Your instructions » Update the passage of the interview that opens with the words containing "MK: You mention" and closes with "in mushy banana?", putting "pineapples" in place of "bananas".

Text extract »
>>>

Michael Kucyk: Why did you start Bamboo Musik?

Rohan Bell-Towers: I needed somewhere to play. The best way to DJ is when you can play for five hours or more and the only way you can really do that is if you have your own night. When Amelia [Borg] and I started Bamboo, we just had an idea of a juicy party that we could go to with our friends, where we’d like the music, could dance all night and have fun. So it began as a party for us, our friends and people who shared this same idea of fun.

MK: What is your idea of fun?

RBT: Friends, music, vibe, memories. That’s the most difficult thing I think, being able to keep those memories. They are definitely what makes the night.

MK: How has your idea of Bamboo evolved over its existence?

RBT: It’s been going for over a year and I feel more comfortable with doing it now. Early on you feel like you’re going to freak people out too much because you’re playing a lot of music that no one else knows. The same ideas are still there, the decorations and the sort of music, but it’s just become better. The nights are going longer, more people are coming, and we’re getting better at DJing. 10% up!

MK: You mention decorations as a focus. Why is interior design so important?

RBT: It’s not really important. It’s more like a distraction. If you have a theme then people tend to forget they’re going to the same party every couple of months. The club is a really good space but it’s nice to tweak a few little things.

MK: Were you regretting this at the last Bamboo when you hung bananas from the ceiling and by the end had a club coated in mushy banana?

RBT: The back of my t-shirt looked like it had cum farts on it and there’s a huge greasy mark down the front. So personally it was bad to me and probably for the people who had to clean up afterwards. But it was cool because a bunch of people came who hadn’t had dinner yet.

MK: How relevant is Mercat X to the overall Bamboo experience?

RBT: Super relevant. It’s just about the right size and we have a lot of freedom there. The staff support anything we want to do, except maybe putting sand on to the dancefloor or using polystyrene balls. You can’t really go to another club and ask if it’s cool to bring in 26 kilos of bananas. But at the Mercat its cool and they’ll even help you put them up.

MK: Most recently you expanded to Sydney. How did it adapt to a new setting?

RBT: The new venue (Goodgod) was good. It’s a similar size. There are always nuisances of a room when you do the same party somewhere for so long. You start to really know the space and the things you like about it, then you go to another venue and you have to start again. It felt like we were doing our first party again, not that that’s a negative thing.

MK: Is the idea to make it a continuous thing?

RBT: Yes.

MK: As resident DJs, you and Misha Hollenbach perform under different aliases at every party. What’s with all the phallic references?

RBT: I don’t know. You’d have to ask Misha about that. It’s a man’s world for him. Tribal rhythm etc.

MK: DJing as a duo is often hard if you’re trying to maintain some dance floor consistency but you two seem to pull it off. How do you create a balance?

RBT: I think we’re interested in the same music and have a lot of crossover. We’re interested to see how two collections can work together. He pushes one way and I push the other and we both end up at a spot that neither of us would have imagined.

MK: Without getting too wound up in genre talk, how do you describe the “Bamboo” sound?

<<<

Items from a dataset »
>>>

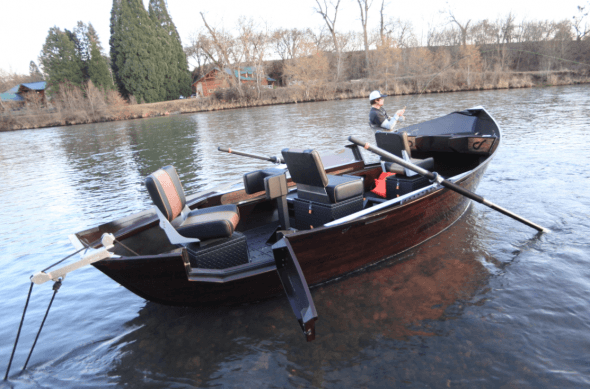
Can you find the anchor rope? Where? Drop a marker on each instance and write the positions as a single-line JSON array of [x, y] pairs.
[[56, 287], [18, 333], [61, 260], [121, 243]]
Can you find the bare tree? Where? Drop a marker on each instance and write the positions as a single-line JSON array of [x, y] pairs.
[[197, 50], [463, 27], [331, 23], [287, 43], [580, 24], [223, 50], [364, 6], [254, 42], [382, 22]]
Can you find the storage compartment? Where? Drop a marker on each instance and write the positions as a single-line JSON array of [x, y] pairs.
[[310, 214], [400, 185], [219, 253]]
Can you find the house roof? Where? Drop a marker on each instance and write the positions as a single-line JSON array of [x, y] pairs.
[[8, 96], [244, 70], [39, 85], [13, 94]]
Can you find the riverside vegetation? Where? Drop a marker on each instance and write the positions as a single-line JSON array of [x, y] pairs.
[[314, 65]]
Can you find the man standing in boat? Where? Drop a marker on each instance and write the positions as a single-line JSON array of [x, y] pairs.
[[378, 118]]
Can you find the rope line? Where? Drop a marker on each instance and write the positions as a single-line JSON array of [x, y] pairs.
[[56, 287], [118, 241], [18, 333], [61, 260]]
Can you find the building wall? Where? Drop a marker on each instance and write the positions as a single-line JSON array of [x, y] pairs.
[[212, 82]]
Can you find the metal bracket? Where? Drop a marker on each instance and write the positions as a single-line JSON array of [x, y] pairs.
[[108, 241]]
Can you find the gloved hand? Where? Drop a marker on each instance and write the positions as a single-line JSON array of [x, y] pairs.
[[400, 114]]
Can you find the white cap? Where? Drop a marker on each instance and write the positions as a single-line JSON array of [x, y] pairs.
[[375, 95]]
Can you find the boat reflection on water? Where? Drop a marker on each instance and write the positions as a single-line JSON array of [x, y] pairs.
[[395, 300]]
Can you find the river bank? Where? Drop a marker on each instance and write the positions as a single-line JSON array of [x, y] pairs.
[[449, 81]]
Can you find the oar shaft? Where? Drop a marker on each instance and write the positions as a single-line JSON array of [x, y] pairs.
[[514, 216], [275, 159], [447, 184]]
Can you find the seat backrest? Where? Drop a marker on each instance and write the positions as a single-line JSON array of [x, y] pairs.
[[305, 167], [393, 142], [166, 191]]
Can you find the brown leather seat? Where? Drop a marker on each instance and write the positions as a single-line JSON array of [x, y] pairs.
[[167, 194]]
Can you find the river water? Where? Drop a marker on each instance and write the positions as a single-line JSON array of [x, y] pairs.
[[488, 303]]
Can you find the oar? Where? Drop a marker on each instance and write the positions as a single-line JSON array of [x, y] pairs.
[[447, 184], [275, 159]]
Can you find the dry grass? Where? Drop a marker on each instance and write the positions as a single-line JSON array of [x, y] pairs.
[[74, 106]]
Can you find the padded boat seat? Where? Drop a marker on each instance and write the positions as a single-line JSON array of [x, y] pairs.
[[397, 144], [313, 184], [341, 188], [209, 223], [167, 194], [321, 198]]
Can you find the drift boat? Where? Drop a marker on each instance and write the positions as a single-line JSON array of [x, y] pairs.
[[308, 220]]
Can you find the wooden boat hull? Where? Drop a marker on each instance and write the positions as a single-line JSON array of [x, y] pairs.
[[323, 254]]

<<<

Answer in full »
MK: You mention decorations as a focus. Why is interior design so important?

RBT: It’s not really important. It’s more like a distraction. If you have a theme then people tend to forget they’re going to the same party every couple of months. The club is a really good space but it’s nice to tweak a few little things.

MK: Were you regretting this at the last Bamboo when you hung pineapples from the ceiling and by the end had a club coated in mushy banana?